# [What is being asked]
Return the number of lines below that contain "concrete"; nothing else belongs in the reply.

[Dataset entries]
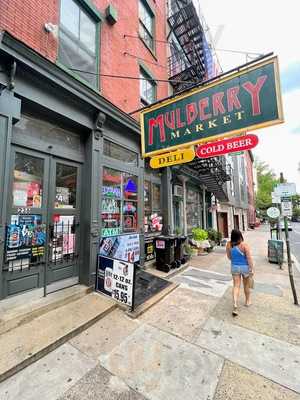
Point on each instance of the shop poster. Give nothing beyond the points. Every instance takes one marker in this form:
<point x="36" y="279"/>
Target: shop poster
<point x="124" y="247"/>
<point x="25" y="238"/>
<point x="63" y="242"/>
<point x="115" y="279"/>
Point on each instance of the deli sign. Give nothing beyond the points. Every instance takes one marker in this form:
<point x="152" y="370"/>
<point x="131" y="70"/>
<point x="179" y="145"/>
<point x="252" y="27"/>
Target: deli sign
<point x="226" y="146"/>
<point x="246" y="100"/>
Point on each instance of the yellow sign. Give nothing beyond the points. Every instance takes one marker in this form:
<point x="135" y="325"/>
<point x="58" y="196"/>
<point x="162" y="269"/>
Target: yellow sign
<point x="173" y="158"/>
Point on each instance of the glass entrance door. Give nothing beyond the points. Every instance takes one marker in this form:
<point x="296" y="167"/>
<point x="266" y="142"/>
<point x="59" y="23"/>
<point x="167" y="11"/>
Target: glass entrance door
<point x="64" y="224"/>
<point x="42" y="229"/>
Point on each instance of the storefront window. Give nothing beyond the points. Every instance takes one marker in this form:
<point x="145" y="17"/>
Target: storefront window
<point x="192" y="209"/>
<point x="147" y="197"/>
<point x="152" y="207"/>
<point x="156" y="197"/>
<point x="120" y="153"/>
<point x="66" y="180"/>
<point x="119" y="203"/>
<point x="111" y="202"/>
<point x="28" y="181"/>
<point x="130" y="192"/>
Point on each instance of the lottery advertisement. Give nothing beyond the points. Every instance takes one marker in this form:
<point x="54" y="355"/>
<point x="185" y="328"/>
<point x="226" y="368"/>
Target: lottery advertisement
<point x="124" y="247"/>
<point x="25" y="237"/>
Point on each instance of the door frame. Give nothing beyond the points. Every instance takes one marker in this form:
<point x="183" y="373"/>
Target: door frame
<point x="40" y="270"/>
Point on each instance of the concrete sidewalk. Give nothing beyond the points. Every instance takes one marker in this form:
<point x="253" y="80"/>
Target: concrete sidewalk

# [Solution]
2